Your answer should consist of all lines in the listing that hold the word "below".

---*---

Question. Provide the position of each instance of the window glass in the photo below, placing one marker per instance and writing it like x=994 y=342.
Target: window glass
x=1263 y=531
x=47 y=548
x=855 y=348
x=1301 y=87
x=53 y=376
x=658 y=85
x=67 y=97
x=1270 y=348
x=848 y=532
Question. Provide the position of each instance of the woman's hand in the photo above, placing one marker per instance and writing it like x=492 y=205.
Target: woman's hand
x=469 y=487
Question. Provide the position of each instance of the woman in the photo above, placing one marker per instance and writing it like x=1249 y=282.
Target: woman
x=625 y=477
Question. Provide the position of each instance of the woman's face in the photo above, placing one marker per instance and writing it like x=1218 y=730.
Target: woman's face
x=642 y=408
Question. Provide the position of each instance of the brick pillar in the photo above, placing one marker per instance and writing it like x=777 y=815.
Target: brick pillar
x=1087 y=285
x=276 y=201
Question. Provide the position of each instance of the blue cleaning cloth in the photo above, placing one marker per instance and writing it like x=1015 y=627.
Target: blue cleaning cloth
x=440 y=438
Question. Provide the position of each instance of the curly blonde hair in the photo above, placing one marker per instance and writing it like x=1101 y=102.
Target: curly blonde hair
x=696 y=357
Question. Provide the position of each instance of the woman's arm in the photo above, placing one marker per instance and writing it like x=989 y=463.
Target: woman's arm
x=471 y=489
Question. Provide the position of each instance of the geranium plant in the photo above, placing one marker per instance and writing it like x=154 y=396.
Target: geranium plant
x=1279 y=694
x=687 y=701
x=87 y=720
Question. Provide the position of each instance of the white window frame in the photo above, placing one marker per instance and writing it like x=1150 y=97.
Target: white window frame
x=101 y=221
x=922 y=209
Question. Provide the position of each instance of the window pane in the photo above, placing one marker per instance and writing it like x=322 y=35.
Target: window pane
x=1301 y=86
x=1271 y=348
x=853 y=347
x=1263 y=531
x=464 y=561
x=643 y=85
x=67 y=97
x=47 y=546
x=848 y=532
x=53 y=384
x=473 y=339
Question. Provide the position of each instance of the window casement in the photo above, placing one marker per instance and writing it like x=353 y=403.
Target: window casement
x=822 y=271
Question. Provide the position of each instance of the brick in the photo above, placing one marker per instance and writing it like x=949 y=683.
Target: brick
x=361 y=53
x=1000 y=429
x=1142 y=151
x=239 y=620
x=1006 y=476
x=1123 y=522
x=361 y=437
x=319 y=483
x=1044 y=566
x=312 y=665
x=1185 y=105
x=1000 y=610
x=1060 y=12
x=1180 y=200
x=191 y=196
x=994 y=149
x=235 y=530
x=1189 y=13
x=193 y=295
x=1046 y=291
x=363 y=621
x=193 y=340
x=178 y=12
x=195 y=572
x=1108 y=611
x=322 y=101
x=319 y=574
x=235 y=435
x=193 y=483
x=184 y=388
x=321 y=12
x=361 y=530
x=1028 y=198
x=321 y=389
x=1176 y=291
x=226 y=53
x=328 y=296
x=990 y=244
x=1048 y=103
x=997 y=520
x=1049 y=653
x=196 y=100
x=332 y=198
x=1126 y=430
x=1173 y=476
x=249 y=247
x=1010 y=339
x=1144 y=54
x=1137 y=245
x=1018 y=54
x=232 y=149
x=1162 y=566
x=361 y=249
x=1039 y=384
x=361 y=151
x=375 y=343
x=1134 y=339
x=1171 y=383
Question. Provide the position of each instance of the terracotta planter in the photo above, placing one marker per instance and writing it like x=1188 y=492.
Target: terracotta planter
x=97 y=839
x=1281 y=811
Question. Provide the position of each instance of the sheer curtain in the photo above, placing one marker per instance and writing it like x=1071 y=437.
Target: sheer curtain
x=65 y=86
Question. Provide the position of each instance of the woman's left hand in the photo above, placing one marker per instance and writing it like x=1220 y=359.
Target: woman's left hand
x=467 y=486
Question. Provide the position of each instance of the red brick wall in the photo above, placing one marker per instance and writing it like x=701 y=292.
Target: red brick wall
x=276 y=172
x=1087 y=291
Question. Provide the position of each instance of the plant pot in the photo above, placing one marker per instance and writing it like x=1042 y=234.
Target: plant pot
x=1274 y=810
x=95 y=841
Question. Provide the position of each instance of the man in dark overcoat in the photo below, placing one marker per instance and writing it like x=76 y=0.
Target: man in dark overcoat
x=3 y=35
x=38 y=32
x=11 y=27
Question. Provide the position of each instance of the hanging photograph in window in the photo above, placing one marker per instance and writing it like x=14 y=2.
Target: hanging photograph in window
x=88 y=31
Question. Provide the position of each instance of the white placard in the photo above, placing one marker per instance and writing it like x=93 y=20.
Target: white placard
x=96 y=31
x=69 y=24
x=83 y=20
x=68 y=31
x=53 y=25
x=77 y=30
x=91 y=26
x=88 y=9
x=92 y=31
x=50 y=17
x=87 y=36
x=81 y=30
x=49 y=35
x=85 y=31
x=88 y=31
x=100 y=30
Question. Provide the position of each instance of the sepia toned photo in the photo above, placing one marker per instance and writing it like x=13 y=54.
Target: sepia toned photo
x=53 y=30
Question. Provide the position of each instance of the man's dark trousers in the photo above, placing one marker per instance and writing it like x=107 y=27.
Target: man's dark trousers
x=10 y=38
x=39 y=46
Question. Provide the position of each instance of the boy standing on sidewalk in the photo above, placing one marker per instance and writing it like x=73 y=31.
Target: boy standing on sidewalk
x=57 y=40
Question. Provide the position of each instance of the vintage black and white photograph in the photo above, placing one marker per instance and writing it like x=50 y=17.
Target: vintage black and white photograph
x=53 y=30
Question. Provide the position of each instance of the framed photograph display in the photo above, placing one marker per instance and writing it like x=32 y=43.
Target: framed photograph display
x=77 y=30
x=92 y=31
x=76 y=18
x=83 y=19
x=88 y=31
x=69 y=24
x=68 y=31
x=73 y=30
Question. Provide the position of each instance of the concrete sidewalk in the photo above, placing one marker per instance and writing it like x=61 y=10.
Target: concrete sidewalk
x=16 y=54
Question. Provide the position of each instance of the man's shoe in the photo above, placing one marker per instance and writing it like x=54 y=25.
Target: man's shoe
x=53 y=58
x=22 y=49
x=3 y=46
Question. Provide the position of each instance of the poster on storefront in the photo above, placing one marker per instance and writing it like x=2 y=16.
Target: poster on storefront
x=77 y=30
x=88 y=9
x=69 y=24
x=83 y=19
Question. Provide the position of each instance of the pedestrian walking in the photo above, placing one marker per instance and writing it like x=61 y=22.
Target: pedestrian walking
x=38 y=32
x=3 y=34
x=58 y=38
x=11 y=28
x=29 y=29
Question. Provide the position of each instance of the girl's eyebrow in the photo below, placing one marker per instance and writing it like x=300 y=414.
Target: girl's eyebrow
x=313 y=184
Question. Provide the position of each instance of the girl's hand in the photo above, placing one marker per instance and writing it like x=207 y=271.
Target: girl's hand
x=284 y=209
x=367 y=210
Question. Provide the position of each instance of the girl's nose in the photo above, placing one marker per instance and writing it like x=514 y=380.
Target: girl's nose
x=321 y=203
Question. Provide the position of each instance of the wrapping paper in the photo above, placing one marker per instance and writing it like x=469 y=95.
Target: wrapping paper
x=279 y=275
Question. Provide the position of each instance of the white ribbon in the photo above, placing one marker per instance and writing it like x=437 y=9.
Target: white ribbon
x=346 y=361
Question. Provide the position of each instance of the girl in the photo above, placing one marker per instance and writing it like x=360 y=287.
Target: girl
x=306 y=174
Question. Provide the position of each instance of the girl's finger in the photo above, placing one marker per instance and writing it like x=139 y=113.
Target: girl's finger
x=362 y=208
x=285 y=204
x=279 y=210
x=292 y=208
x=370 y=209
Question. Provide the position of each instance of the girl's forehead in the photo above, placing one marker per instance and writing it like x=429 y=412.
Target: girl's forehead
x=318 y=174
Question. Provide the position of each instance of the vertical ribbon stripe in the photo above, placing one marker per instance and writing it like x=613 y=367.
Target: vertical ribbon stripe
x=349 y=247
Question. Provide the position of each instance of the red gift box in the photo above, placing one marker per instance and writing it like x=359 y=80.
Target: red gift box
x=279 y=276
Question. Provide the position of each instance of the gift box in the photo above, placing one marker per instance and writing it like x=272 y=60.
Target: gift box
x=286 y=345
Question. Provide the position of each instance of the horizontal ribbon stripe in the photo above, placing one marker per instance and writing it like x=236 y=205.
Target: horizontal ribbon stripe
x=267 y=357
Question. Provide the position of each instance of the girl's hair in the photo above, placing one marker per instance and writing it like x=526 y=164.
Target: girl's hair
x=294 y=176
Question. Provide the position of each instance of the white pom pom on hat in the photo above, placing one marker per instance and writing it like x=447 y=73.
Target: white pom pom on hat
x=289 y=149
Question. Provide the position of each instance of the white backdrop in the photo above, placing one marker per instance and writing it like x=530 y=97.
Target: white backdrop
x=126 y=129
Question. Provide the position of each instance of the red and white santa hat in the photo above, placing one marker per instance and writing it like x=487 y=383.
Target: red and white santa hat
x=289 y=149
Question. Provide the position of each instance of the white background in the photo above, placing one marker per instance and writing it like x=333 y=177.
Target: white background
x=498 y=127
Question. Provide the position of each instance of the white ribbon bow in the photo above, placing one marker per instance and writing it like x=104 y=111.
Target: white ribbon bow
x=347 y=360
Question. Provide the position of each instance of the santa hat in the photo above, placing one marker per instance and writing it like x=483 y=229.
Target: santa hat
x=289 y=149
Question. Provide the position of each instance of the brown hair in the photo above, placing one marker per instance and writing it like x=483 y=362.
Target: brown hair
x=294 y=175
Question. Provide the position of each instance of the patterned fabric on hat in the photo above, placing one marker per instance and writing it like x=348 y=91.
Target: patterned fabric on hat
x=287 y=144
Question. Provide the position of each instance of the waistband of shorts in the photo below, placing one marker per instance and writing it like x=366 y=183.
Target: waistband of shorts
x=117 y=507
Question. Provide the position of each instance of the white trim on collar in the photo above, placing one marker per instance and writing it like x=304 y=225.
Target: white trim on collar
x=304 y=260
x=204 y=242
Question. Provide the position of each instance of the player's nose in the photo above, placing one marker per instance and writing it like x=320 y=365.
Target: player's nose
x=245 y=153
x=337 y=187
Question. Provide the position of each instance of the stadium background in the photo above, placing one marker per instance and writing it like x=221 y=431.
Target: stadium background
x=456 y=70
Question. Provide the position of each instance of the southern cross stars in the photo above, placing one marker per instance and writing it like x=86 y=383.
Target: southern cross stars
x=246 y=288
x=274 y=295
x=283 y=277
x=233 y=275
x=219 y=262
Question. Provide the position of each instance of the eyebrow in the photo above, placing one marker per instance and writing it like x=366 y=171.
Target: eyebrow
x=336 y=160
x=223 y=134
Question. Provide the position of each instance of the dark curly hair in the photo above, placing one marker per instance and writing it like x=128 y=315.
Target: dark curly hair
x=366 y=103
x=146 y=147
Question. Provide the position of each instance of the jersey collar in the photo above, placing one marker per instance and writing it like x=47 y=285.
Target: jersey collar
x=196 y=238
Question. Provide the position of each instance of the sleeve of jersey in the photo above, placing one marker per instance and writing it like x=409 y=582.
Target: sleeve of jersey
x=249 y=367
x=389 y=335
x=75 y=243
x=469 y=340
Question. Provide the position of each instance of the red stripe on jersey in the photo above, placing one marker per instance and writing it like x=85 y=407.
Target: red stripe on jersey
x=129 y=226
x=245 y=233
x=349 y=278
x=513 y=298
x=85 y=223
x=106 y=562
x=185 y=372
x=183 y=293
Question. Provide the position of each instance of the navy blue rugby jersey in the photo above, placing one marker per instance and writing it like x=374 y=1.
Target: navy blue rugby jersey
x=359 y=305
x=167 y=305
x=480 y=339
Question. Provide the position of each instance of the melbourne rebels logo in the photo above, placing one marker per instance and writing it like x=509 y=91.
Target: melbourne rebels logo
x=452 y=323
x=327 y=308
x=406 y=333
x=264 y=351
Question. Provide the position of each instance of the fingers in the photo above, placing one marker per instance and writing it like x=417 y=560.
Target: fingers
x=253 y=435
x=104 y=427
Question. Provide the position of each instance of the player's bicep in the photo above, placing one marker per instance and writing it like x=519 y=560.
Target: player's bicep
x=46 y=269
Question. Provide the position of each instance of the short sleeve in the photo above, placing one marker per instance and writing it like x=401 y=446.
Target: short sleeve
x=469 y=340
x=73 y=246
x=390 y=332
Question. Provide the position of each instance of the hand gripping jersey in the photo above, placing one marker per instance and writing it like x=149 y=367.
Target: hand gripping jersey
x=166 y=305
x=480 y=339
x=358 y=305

---*---

§ RESPONSE TO THE EXERCISE
Question. Provide the position of each instance of the window glass in the photo below, placing one marker per instance and writing it like x=994 y=342.
Question. Provide the position of each instance of the man in dark overcoat in the photo below, placing one marker per instance and writing it like x=76 y=0.
Question. Provide the position of each instance of the girl's eyebrow in the photo below, placing one marker per instance and writing it like x=300 y=414.
Question. Provide the position of each instance of the waistband of shorts in the photo below, placing one marker per instance and writing it like x=366 y=183.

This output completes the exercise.